:: Data
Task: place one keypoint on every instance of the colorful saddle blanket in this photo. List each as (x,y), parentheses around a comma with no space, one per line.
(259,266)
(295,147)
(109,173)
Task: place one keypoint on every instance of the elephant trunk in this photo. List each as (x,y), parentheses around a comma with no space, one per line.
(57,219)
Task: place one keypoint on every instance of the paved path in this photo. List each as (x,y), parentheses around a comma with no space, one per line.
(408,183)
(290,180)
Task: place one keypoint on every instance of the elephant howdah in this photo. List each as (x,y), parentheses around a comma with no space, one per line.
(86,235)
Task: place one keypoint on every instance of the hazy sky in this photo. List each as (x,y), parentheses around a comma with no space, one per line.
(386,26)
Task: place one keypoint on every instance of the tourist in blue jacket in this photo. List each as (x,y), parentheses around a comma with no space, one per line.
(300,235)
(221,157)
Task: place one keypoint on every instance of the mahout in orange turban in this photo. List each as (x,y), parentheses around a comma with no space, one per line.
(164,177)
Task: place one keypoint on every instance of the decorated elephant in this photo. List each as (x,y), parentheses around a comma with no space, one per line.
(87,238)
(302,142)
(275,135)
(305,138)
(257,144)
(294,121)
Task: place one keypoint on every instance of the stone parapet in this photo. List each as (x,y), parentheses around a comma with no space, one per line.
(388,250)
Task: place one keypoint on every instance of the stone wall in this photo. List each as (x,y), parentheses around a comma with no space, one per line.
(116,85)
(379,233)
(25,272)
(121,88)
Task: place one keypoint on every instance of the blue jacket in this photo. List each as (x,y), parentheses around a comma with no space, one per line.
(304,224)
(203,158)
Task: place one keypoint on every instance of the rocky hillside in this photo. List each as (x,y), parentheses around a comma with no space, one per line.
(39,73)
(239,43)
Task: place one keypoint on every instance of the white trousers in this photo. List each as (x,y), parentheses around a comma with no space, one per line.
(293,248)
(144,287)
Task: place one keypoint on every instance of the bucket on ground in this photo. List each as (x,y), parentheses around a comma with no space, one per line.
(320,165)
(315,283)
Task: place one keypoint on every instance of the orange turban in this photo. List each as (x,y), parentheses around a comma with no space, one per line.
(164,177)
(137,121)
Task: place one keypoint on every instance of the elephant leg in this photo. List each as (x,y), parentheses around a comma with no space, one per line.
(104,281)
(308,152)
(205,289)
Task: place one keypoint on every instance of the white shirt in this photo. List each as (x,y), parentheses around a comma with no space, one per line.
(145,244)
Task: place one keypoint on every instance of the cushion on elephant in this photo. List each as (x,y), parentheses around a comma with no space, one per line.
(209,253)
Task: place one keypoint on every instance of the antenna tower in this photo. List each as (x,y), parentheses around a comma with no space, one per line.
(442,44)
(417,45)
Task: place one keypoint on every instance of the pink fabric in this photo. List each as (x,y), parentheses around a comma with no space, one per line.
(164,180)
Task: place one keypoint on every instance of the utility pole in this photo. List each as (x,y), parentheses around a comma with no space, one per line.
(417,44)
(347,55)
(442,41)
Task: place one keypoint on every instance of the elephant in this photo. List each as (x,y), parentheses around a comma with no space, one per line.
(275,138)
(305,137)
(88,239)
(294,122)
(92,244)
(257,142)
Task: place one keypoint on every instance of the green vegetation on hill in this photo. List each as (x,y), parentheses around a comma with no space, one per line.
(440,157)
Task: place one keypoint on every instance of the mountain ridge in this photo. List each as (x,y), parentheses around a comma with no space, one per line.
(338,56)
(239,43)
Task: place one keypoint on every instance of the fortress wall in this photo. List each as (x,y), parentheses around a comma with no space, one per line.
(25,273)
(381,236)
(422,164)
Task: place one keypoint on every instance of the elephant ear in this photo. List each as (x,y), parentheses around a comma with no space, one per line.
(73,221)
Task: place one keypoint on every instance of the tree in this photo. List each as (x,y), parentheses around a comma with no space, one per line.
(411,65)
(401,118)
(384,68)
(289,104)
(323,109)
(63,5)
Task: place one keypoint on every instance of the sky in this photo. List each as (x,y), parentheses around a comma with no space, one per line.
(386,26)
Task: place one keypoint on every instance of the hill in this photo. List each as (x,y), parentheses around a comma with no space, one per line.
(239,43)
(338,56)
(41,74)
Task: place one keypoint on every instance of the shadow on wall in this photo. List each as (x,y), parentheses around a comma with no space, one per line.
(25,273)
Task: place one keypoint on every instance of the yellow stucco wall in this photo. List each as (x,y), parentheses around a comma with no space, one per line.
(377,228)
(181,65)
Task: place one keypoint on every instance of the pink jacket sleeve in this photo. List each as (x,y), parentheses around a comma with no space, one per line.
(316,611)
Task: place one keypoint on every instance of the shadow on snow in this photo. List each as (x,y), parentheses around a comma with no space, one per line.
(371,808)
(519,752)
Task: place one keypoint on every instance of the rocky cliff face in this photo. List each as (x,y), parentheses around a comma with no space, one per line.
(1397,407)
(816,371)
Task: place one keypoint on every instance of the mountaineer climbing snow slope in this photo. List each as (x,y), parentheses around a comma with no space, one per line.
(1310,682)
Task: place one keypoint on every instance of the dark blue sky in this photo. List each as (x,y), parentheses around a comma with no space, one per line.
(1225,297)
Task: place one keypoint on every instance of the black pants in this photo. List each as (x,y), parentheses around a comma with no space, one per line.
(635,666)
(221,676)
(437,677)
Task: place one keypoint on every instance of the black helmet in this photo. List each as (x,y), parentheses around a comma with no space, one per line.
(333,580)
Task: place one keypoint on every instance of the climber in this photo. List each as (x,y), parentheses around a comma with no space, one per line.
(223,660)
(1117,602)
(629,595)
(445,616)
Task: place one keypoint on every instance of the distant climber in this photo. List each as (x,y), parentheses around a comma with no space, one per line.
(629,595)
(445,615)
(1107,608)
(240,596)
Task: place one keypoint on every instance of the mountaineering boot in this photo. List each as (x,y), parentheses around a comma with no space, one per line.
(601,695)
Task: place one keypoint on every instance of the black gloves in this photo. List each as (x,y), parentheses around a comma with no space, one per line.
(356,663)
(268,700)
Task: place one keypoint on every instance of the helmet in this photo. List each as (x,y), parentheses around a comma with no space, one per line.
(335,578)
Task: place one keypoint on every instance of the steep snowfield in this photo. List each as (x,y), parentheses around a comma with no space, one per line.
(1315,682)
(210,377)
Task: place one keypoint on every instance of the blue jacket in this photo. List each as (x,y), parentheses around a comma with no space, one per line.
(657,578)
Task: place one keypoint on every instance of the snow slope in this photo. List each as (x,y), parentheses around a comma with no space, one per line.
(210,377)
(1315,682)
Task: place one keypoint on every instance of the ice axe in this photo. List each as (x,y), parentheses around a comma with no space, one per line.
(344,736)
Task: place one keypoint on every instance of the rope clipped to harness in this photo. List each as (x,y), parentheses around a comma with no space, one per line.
::::
What is expected: Line by line, reproduce the records above exactly.

Your solution:
Task: place one keypoint on every instance of the colorful saddle blanket in this photo. List each as (x,y), parentheses around a comma with no space, one per line.
(259,266)
(295,147)
(109,173)
Task: place one keypoint on every instance of the elephant trunk in this photo. List each as (x,y), parentheses around a comma with no space, one per line.
(57,219)
Task: place one keypoint on every instance of the paved path in this photo. List each as (x,y), parentheses around a comma with no space, one per line.
(408,183)
(290,180)
Task: place one keypoint on every instance of the elephant howdah in this photo. List each as (x,y), parentheses around a comma with no space, one per line.
(86,235)
Task: place one keypoint on every instance of the hazy sky in this photo. List each as (x,y), parentheses around a comma with no space, one per line.
(386,26)
Task: place one keypoint on every instance of the tourist in blue jacket in this photo. List each as (x,y), parentheses around a comma with no space, one per line.
(300,235)
(221,157)
Task: place one keypoint on every instance of the mahout in orange turban in this photo. List each as (x,y), parentheses around a comma with no space, one per line.
(164,177)
Task: place one keypoint on every instance of the decorated elephant in this photo. List each as (x,y), parentheses around a comma with no space, one per line.
(87,238)
(302,142)
(275,135)
(305,138)
(257,144)
(294,121)
Task: place one keypoint on every instance of the stone parapet in this photo. List each as (x,y), parentheses around a comma with no space, one per line.
(388,250)
Task: place one keypoint on every instance of the stone wall in this photo. List each as (x,y), parentheses around a comma with no space, one per line.
(116,85)
(379,233)
(25,272)
(121,88)
Task: place one keypoint on every instance of the blue jacket in this photo. List each as (x,y), parentheses around a comma with no space, one per line.
(304,224)
(203,158)
Task: place one keypoint on every instance of the rocky hillside in this photo. List each as (x,y), parentheses around a comma with no space, one per line.
(39,73)
(239,43)
Task: place one keypoint on every instance of the white trousers in this photo. List each as (x,y), parentheses around a comma with no space, one per line.
(293,248)
(144,287)
Task: place one keypoint on every instance of the bucket on ground in this photo. List each as (x,y), parentheses around a comma with no space, one per line.
(320,165)
(315,283)
Task: place one keypoint on every instance of the orange turban in this photo. List each as (x,y), parentheses around a comma with no space, one per line.
(164,177)
(137,121)
Task: place one keypoint on every instance of the elephant leg in this photo. List each as (x,y), parentheses around a comma with no space, one per line.
(104,281)
(308,152)
(205,289)
Task: place one keypoint on every instance of the white shirt in this photo. List each as (x,y), parentheses around a comma with no space, one per line.
(145,244)
Task: place one keypoint on every instance of the cushion on elephant in this photo. List each as (x,y), parentheses around a comma with no space, one per line.
(209,253)
Task: place one keypoint on every instance of the antenna tower in this photo. List each as (x,y), parentheses around a comma with no space, one per line.
(442,44)
(417,45)
Task: place one keypoint on every instance of the pink fabric in this photo. List each as (x,y), parentheses around a comma with no space, one per line.
(164,180)
Task: place one keypoint on every instance of the utility pole in this photo. List each as (x,y), parentheses around a comma with no space, one per line.
(417,44)
(347,55)
(442,41)
Task: place one keypoint on every instance of the elephant in this photo. List each as (x,y), parentheses around a comma with no space, one per line.
(275,138)
(305,137)
(88,239)
(294,122)
(92,244)
(257,142)
Task: place one keypoint on every instance of the green vegetation on hill in this photo. List each as (x,y), parentheses around a comma with no space, one per line.
(440,157)
Task: place one keypoint on every instance of the mountain ridge in this photo. List each as (x,y), parentheses around a comma with no space, one per line.
(338,56)
(239,43)
Task: place one keypoint on every instance of the fortress wall in this photo. List each as (x,y), parentheses around a comma with no space, one per line.
(25,273)
(381,236)
(422,164)
Task: place one keypoint on every instance of the elephant ear in this photo. List each as (x,y), parentheses around a comma with no space, one per line.
(73,221)
Task: place one keypoint on every instance of the tree in this photo. List each as (x,y), parentheses around a comma with no space, one per line.
(411,65)
(401,118)
(384,68)
(289,104)
(323,109)
(63,5)
Task: place one keypoint on every instance of the sky in this photo. List each as (x,y), parentheses around a comma with no space, one per line.
(386,26)
Task: place one keypoint on every instance of the hill in this photo. List each as (x,y), parentheses around a comma with no space, one per line.
(239,43)
(338,56)
(41,74)
Task: place one keypoint on every instance of the shadow on wall in this photo. List each as (x,y), parentheses around a comma with no space, one per line.
(25,273)
Task: place one keypoint on every instance of the yellow stucco wall in this photo. List each as (x,y), parentheses around a comma with no space, one per line.
(377,228)
(181,65)
Task: place one keypoint on every instance of the pink jacket sleeve in this photo. List each as (x,y), parentheses around a comma with no space, one per line.
(316,611)
Task: place one keypoint on every instance of the shadow on snow in this photo. List each as (x,y), parentheses around a comma with no space, one per line.
(371,808)
(519,752)
Task: place one keypoint on every instance of the rocky cliff face in this photo. List each as (x,y), parentheses around a comma with no space, one per line.
(1397,407)
(816,371)
Task: place one keypoint on every instance of the mountaineer climbing snow slope in this photo. List each as (x,y), parentheses around a comma with no space, one per line.
(1310,682)
Task: place one keypoint on every instance of the dark blue sky in this photo. List each as (x,y), parentheses around a comma with no space, one per line.
(1225,297)
Task: place one keypoint on every instance of the black pants in this photo. List each as (x,y), parentheses around a comma with no space, one per line.
(635,666)
(221,676)
(437,677)
Task: place one keypoint on every instance of the black helmet in this photo. List each as (x,y), parentheses around a comma with no space, one per line.
(333,580)
Task: place one keypoint on every instance of the climber in this photo. List each as (x,y), parentheses around a comma with no space, one per line.
(223,660)
(1117,602)
(629,595)
(445,616)
Task: place one keypoint on every instance of the distant climber in this photo. List each as (x,y), parentheses around a comma with no space, one per line.
(629,595)
(445,615)
(1107,608)
(240,596)
Task: place one keypoint on every instance of the mountaineering boot in this photo. List each as (x,y), parentheses around a comma with no space, one per line.
(601,695)
Task: place one keypoint on every instance of the black gloves in this photo. List each as (x,y), parentheses around a comma with no space, one per line.
(356,663)
(268,700)
Task: place one keypoint on every instance of the helmet in this photo. List each as (x,y), parentheses around a comma with no space, one per line.
(335,578)
Task: place one keypoint on every instance of the steep snowfield in this photo. List each as (x,y), parentheses around a comma with no space, one per line.
(1315,682)
(210,377)
Task: place one keypoint on every instance of the blue jacket in this photo. List each as (x,y), parentheses around a comma with no space, one per line.
(657,578)
Task: place one keypoint on every instance of the snow slope in this photo. List each as (x,y), parentheses around a comma with no space, one per line.
(210,377)
(1315,682)
Task: place one keypoint on every instance of the ice axe in this photo. List each as (x,y), parentheses around a comma with no space, one per line.
(344,736)
Task: place one keypoint on every instance of the rope clipped to harness in this photo. List each as (x,y), parentheses around a comma with no space, one per line.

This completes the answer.